設問 »
本文を読んで、次の問いに答えなさい。
(a) 上野戦争を目撃して描いたあと、どうなったと述べられているか。
(b) 月岡芳年は、金や名誉についてどのように考えよと教えていたか。
(c) 記念碑の言葉によれば、意が得られていない絵画はどのようなものか。

本文抜粋 »
────────────────────────────────────────
心身不調は飲酒、脚気、眼病、金銭トラブル、人間関係もあるのでそこは差し引いて考えるべきかと思います。
ただし、明治維新のあと、ただでさえ精神的に苦労していたのに、自信作が売れないことで精神が限界に達したことは確かなようではあります。
上野戦争を目撃して描き、そのあと寝込んだそうですので、そりゃ精神状態も悪くなるでしょう。
こういう後進浮世絵師の精神崩壊問題を、先んじているのが『べらぼう』なのかと思うと恐ろしいものがある。
月岡芳年は明治以降も活躍し、弟子が多かったためか、言動が多く残されています。
金や名誉のためでなく、絵の研鑽を積むうちにそれがついてきたらよいのだと思えと教えていたとか。
そんな彼の記念碑には、本作の歌麿にも通じる言葉が記されています。
絵画は写生を以て本旨とすれど、写意ならざるべからず。其意を得ざるときは精神乏しく、見るに足らざるなり――絵画とは、姿形を写すものであるものの、それだけではない。その意まで描かれていなければ、精神が感じられず物足りないものだ。
────────────────────────────────────────
提示資料 »
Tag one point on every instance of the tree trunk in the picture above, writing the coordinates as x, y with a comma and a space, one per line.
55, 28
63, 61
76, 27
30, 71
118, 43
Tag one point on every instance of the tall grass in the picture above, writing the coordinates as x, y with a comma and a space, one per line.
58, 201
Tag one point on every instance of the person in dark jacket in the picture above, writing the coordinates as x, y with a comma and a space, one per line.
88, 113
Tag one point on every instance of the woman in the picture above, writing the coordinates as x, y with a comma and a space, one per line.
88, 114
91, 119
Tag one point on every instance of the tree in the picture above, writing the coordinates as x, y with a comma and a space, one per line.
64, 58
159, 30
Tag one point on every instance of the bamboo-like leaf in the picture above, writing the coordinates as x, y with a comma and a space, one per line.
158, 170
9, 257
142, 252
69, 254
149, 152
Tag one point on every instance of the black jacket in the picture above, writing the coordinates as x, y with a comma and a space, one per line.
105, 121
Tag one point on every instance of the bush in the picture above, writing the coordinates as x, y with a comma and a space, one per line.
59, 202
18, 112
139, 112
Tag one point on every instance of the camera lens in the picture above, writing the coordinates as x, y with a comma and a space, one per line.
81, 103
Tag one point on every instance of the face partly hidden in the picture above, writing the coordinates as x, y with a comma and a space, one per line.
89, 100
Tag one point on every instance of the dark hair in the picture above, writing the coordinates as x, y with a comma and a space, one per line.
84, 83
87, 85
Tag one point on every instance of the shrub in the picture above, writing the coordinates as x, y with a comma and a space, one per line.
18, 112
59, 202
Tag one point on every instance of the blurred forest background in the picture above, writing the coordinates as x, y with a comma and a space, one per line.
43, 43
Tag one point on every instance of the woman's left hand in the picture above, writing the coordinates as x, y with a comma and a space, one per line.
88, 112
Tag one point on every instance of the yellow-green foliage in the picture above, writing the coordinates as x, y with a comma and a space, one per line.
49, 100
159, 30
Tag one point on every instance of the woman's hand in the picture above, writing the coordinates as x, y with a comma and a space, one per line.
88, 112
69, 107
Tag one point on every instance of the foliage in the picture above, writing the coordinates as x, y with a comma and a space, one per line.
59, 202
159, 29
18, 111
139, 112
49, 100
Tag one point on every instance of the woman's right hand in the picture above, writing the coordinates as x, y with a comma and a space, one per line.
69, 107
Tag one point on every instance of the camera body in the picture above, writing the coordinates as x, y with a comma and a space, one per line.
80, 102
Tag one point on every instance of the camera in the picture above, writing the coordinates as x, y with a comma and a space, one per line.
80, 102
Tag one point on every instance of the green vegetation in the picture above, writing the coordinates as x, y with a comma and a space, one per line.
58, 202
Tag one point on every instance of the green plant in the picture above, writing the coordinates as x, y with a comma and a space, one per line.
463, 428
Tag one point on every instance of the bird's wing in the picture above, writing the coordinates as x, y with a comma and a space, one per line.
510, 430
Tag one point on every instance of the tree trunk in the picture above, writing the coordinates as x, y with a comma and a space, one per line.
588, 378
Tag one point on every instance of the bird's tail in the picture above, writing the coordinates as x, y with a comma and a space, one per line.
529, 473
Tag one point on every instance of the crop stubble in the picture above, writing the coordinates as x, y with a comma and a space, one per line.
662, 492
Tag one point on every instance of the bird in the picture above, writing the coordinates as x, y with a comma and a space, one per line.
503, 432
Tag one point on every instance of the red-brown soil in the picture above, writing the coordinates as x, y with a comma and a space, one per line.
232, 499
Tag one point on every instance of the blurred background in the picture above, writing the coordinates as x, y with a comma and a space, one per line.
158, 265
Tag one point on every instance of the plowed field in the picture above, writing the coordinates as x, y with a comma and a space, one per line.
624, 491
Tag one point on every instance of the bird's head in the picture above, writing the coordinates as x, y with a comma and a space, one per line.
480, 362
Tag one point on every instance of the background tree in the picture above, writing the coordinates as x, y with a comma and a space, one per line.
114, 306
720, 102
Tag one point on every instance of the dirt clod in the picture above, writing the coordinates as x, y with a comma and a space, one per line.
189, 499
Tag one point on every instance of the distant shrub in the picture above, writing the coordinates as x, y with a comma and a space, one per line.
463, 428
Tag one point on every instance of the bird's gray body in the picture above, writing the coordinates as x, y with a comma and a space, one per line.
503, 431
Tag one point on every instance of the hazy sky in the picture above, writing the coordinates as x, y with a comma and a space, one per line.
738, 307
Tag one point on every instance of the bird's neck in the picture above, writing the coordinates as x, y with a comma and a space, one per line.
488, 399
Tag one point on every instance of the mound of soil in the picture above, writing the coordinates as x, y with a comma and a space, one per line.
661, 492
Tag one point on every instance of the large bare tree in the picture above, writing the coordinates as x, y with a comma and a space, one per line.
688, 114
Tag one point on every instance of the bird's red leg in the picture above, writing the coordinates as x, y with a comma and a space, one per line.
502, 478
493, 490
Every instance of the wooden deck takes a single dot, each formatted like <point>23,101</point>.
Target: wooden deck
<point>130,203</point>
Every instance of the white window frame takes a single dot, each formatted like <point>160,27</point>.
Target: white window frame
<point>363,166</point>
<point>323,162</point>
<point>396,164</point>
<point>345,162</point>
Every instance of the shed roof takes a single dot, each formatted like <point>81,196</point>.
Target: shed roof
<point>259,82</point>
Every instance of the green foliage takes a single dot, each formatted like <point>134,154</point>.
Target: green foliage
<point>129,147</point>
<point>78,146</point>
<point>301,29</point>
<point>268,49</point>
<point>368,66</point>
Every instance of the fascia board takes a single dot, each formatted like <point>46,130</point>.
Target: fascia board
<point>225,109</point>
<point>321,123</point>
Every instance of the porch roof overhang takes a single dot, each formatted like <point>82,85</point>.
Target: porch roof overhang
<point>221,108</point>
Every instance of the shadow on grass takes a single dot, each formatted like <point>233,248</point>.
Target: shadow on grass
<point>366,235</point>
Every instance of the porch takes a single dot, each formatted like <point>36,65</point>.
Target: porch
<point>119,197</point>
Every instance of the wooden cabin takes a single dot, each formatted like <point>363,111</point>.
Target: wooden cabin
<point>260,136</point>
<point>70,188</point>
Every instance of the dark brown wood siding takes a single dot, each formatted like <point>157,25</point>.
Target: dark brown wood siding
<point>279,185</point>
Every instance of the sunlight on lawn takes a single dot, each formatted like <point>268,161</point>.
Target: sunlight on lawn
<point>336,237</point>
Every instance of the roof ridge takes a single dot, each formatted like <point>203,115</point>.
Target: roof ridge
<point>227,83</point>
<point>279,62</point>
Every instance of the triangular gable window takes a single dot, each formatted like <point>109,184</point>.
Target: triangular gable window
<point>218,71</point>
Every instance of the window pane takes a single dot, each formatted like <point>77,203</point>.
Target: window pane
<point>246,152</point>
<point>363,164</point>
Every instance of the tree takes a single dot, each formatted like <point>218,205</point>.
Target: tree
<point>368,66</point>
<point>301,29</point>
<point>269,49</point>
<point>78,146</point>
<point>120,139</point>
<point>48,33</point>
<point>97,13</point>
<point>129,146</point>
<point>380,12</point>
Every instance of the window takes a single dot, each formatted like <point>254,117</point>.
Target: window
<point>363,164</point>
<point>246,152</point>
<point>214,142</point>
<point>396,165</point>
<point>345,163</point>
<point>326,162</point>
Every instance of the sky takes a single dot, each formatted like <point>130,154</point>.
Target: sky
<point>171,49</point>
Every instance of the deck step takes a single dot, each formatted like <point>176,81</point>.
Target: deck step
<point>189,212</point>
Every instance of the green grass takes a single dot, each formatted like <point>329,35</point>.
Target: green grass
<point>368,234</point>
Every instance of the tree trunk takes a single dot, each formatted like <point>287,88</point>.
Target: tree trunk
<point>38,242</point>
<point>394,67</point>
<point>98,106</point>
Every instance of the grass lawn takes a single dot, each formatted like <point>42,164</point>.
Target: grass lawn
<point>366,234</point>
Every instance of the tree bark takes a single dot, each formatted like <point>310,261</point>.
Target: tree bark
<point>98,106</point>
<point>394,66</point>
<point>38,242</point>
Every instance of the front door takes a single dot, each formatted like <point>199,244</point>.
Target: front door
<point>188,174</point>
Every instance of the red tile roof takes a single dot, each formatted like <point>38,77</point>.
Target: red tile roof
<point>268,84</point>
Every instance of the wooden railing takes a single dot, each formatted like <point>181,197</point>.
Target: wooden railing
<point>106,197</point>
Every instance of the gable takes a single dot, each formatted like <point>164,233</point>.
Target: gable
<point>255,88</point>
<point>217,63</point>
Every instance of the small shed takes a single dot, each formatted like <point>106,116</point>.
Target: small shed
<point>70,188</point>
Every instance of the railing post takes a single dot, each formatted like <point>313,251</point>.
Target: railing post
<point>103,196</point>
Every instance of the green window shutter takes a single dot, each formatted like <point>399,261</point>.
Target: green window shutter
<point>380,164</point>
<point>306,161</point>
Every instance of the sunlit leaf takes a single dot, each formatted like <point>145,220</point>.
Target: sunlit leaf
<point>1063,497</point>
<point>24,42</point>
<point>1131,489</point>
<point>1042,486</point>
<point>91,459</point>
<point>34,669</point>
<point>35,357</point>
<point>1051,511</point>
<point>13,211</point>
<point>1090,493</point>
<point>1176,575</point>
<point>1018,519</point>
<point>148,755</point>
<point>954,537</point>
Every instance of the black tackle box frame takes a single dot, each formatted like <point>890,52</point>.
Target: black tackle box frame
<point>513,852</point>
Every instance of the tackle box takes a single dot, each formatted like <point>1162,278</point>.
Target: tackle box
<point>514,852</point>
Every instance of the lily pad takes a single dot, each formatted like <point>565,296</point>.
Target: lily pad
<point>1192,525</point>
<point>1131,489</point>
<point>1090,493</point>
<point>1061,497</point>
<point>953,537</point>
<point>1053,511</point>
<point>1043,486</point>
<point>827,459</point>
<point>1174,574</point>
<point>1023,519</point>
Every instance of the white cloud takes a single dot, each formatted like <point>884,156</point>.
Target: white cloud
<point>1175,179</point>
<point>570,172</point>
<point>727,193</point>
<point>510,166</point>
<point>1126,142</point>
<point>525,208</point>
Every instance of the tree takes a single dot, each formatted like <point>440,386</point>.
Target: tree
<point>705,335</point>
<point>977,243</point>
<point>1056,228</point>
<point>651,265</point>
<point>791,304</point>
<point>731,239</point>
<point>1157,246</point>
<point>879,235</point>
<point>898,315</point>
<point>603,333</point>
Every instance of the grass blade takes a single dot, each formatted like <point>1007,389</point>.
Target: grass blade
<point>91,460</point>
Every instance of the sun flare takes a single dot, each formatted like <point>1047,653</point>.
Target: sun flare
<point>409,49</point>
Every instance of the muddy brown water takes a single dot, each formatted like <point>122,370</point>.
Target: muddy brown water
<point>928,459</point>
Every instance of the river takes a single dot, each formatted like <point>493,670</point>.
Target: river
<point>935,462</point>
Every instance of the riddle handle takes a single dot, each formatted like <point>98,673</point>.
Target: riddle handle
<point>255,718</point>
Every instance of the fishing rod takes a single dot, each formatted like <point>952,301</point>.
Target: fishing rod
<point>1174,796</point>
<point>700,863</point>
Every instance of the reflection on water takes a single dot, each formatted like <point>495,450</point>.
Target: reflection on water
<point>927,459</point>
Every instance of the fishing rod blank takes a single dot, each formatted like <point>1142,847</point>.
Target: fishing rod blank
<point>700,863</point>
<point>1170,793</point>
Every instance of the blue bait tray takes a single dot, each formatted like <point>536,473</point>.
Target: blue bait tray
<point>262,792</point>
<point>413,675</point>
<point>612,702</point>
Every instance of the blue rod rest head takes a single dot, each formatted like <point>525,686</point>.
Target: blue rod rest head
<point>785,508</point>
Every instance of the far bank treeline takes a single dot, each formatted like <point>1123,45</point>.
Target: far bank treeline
────────────────────────────────────────
解答 »
(a) 寝込んだ。
(b) 金や名誉のためでなく、絵の研鑽を積むうちにそれがついてきたらよいと考えよと教えていた。
(c) 精神が乏しく、見るに足らないもの。